## WHAT IS EXPECTED
Work through the records below and copy every line that includes "blouse".

## MATERIAL PROVIDED
===
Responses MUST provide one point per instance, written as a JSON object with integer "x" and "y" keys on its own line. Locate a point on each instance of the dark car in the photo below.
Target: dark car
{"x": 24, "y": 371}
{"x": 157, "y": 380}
===
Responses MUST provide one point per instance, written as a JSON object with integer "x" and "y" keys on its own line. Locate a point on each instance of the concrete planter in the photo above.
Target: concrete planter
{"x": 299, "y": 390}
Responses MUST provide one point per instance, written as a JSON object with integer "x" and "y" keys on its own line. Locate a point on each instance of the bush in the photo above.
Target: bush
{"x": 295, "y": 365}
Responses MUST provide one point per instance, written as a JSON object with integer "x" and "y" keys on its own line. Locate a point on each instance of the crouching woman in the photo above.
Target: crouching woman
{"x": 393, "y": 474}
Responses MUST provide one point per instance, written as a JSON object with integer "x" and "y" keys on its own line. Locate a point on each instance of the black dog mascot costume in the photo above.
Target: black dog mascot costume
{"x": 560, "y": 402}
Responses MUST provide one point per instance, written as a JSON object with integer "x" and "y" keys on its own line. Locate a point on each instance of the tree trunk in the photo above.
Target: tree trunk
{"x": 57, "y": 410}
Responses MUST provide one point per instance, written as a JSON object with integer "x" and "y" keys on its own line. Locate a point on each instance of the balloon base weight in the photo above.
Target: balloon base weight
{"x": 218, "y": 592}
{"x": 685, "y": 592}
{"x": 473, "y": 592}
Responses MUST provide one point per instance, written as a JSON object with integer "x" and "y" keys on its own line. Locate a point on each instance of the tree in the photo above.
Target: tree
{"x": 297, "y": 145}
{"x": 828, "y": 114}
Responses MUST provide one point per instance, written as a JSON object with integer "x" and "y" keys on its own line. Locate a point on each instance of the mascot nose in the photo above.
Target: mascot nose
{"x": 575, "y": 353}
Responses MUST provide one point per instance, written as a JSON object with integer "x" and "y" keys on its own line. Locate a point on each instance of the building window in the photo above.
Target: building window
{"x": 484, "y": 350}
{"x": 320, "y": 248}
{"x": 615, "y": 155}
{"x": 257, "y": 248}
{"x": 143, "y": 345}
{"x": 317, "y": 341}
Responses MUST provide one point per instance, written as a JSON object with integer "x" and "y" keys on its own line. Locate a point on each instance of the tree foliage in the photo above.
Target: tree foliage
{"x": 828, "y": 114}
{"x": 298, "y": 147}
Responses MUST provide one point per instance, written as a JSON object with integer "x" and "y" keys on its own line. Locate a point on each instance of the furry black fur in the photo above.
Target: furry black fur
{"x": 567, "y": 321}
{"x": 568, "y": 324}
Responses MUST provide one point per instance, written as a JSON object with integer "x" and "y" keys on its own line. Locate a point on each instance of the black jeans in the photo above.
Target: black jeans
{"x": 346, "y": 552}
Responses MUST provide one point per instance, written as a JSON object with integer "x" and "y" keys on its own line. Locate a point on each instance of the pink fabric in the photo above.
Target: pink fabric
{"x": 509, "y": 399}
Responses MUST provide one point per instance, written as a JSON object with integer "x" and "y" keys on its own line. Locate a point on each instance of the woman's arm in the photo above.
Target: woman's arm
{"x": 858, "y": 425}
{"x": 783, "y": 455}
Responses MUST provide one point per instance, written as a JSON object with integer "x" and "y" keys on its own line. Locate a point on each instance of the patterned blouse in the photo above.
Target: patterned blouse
===
## RESULT BELOW
Responses MUST provide one point per instance, written as a JSON object with integer "x" and "y" keys on its own line. Locate a point on each instance of the patterned blouse in the photo above.
Target: patterned blouse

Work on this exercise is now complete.